_INSTRUCTION_
Reproduce every one of the following items in full, request text included, and offset each answer coordinate by adding 119 to both its x and y values. Leave the numbers in the requests and in their format samples unchanged.
==== DATA TO PROCESS ====
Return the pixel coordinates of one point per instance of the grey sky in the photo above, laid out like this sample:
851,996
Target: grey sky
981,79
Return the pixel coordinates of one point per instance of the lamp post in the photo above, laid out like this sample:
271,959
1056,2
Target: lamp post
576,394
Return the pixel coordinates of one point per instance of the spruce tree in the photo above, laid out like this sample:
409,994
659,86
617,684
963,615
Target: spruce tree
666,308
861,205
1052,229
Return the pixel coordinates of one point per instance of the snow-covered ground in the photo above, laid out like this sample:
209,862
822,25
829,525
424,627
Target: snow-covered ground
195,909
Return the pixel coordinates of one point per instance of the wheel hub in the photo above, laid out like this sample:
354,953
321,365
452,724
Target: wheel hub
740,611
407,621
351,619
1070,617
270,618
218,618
====
_SOLUTION FOR THIS PROBLEM_
Return the pixel coordinates of one point per instance of the grey sky in the photo above, laid out like this sample:
851,996
Target: grey sky
1100,198
Return the pixel coordinates of one point per instance of the lamp post in the photo above, laid out like this sample:
271,959
1056,2
Target: lamp post
695,513
Return the pixel coordinates of one point per instance of the spruce tree in the photo above, laid out like this sample:
409,994
659,86
617,684
963,615
Target: spruce tree
785,427
980,324
1171,348
Return the pixel coordinates of one point per instance of the snow-covered ground in the photo above, laid out like this sample:
209,862
822,25
829,525
424,627
Target: snow-covered ground
314,1028
Return the pixel coordinates of one point per instance of the wheel hub in the photo above, laid out like this sample:
354,953
321,365
452,724
Target: wheel hub
859,730
526,740
470,738
1189,736
389,737
337,737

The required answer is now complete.